PAGE EXCERPT:

Dr. Fang also had shared his photographs with colleagues for years, donating framed photos to UCLA Santa Monica Medical Center a decade ago. But the medicine cap project brought new depth to the artistic conversation.
When they had a few free minutes during rotations, Dr. Fang would ask his colleagues, “Are you doing art? Are you doing any painting?”
“That’s how it started,” he says. “Then I’d recruit them.”
As a post-anesthesia nurse, Kaufman regularly collaborates with Dr. Fang on patient care. But teaming up on the art project added a new dimension to their relationship, Kaufman says.
“It’s almost on a more personal level, because we get to see a reflection of his creativity and insight into his life,” Kaufman says. “He tells us stories about where he’s been and the stories behind the photos, so you definitely connect on a deeper level than clocking in and clocking out.”

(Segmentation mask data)

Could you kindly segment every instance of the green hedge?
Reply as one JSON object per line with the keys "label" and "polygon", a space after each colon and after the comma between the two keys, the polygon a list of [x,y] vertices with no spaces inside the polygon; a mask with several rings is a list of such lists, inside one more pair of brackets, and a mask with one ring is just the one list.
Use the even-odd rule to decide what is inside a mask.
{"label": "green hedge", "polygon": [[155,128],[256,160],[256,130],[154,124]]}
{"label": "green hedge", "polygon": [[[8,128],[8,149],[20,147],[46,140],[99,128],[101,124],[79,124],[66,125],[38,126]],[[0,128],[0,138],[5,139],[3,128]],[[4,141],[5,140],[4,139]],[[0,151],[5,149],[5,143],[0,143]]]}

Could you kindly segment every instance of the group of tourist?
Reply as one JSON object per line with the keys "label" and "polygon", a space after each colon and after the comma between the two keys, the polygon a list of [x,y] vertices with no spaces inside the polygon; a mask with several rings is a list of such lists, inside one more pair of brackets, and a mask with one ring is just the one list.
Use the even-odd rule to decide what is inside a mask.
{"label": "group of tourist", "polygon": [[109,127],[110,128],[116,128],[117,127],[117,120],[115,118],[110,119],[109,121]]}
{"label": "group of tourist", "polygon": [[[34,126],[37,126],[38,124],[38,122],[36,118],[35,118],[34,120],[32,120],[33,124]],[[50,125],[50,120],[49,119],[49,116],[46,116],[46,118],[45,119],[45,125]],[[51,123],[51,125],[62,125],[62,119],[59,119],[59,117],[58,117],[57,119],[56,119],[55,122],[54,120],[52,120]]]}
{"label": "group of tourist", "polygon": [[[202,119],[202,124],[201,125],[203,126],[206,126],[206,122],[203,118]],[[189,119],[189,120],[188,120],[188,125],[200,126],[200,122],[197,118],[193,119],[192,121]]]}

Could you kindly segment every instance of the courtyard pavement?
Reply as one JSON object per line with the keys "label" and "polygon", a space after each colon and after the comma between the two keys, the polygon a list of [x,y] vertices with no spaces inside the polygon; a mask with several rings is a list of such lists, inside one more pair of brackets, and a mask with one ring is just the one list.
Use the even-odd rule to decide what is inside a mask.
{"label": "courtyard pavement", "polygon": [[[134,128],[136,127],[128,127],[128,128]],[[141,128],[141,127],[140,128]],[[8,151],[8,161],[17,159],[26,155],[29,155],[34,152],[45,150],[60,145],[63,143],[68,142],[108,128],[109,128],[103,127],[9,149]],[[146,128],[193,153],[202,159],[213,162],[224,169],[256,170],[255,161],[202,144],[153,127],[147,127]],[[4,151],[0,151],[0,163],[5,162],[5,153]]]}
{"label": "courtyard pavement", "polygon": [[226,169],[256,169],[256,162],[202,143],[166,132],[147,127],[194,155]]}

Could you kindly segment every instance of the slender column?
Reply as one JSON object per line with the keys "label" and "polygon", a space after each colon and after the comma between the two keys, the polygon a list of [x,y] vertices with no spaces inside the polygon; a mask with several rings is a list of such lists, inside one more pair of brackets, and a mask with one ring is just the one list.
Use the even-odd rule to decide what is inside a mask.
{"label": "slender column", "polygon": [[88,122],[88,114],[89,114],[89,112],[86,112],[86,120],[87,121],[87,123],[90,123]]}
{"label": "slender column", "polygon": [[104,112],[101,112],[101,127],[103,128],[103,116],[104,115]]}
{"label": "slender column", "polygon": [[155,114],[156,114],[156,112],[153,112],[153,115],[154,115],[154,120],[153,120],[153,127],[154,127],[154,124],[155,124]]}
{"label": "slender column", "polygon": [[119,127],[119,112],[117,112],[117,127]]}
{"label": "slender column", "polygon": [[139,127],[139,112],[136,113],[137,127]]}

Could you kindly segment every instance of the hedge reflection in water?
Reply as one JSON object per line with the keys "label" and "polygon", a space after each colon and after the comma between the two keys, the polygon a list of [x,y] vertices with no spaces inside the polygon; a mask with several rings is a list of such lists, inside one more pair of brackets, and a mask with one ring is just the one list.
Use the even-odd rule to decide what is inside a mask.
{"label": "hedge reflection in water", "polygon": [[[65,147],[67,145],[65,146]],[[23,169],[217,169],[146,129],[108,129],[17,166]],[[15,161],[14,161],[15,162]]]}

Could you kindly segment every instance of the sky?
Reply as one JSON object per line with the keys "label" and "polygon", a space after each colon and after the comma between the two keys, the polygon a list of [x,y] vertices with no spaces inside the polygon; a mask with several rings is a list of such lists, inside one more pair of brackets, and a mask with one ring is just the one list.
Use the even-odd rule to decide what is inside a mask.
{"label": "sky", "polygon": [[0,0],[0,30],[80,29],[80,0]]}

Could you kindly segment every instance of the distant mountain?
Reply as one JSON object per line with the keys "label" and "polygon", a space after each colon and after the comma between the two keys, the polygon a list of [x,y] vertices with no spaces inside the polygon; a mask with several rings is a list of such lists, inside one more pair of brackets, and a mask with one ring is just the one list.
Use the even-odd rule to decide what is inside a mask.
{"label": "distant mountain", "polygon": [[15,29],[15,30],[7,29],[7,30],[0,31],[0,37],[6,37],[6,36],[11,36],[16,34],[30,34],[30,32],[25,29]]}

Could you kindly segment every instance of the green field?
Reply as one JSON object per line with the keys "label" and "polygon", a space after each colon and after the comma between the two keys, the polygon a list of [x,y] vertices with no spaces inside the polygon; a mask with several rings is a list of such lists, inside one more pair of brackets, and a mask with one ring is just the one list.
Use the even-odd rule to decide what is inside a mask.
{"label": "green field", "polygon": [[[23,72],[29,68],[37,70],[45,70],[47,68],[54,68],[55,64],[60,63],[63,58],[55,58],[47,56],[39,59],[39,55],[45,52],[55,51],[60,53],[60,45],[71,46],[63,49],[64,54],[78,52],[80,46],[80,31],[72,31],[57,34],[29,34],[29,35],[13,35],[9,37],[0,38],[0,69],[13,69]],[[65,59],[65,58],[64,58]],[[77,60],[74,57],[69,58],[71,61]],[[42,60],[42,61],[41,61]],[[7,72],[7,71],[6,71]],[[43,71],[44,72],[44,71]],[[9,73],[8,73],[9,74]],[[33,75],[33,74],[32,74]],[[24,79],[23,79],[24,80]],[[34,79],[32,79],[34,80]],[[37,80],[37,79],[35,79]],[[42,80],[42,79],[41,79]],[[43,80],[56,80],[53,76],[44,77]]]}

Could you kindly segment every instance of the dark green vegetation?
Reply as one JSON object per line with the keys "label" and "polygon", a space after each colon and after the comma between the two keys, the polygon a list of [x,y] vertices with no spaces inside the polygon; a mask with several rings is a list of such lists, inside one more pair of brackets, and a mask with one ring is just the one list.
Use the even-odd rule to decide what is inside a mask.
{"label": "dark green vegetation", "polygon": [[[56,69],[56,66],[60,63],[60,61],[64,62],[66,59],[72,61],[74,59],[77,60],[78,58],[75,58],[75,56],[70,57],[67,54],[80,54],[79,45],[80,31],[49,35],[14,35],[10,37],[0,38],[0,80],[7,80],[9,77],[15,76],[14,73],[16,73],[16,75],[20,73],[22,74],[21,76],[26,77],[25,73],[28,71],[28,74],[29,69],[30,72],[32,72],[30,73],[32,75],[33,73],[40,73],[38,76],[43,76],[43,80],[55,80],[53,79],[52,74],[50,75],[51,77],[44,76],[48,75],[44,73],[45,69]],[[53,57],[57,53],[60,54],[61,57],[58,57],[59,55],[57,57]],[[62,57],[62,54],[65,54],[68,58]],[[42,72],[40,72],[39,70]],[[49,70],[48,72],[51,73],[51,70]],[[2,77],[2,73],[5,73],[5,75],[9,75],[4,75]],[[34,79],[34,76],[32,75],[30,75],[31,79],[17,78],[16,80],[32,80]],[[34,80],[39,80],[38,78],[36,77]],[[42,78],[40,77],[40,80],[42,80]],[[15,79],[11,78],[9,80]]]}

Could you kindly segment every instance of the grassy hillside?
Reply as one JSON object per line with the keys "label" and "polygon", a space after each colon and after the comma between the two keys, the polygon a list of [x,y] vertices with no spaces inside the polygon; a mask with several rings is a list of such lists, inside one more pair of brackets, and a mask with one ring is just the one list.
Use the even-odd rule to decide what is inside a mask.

WORK TO COMPLETE:
1 – In the Dr. Fang passage, what did Dr. Fang donate to UCLA Santa Monica Medical Center a decade ago?
2 – Pick up the Dr. Fang passage after its last sentence and carry it forward.
The segmentation mask data is separate from the Dr. Fang passage.

WRITTEN RESPONSES:
1 – Framed photos.

2 –
Bringing depth to art, work and life
When Kaufman started collecting the medicine caps, he knew he wanted to make something out of them, but he wasn’t sure what. Once Dr. Fang offered up his photos as inspiration, the vision clicked.
“I wanted to make the project more personal, so I picked some pictures that might be easy to recreate with the caps,” Dr. Fang says.
Kaufman chose a giraffe photo that Dr. Fang took while on safari in South Africa.
Kaufman used his computer to zoom in on the head of the giraffe and built a template for how it might look with the caps filling the image. He spent hours separating the caps by color and size so he knew what he was working with. He custom-mixed paint to match the color of the caps.
He worked on the project with his girlfriend, Joanna Franco-Perez, RN, who scrupulously painted the caps to match the template design.
“Collaborating with Joanna has not only enhanced our work but also strengthened our bond, much like the collaboration between Dr. Fang and me,” Kaufman says.
Then he painted the canvas, transferred the template and methodically built the mosaic.
“It’s very numerical and systematic with the positioning of the caps,” he says.
On occasion, when he and Dr. Fang were working late, they’d talk about the project and Kaufman’s progress.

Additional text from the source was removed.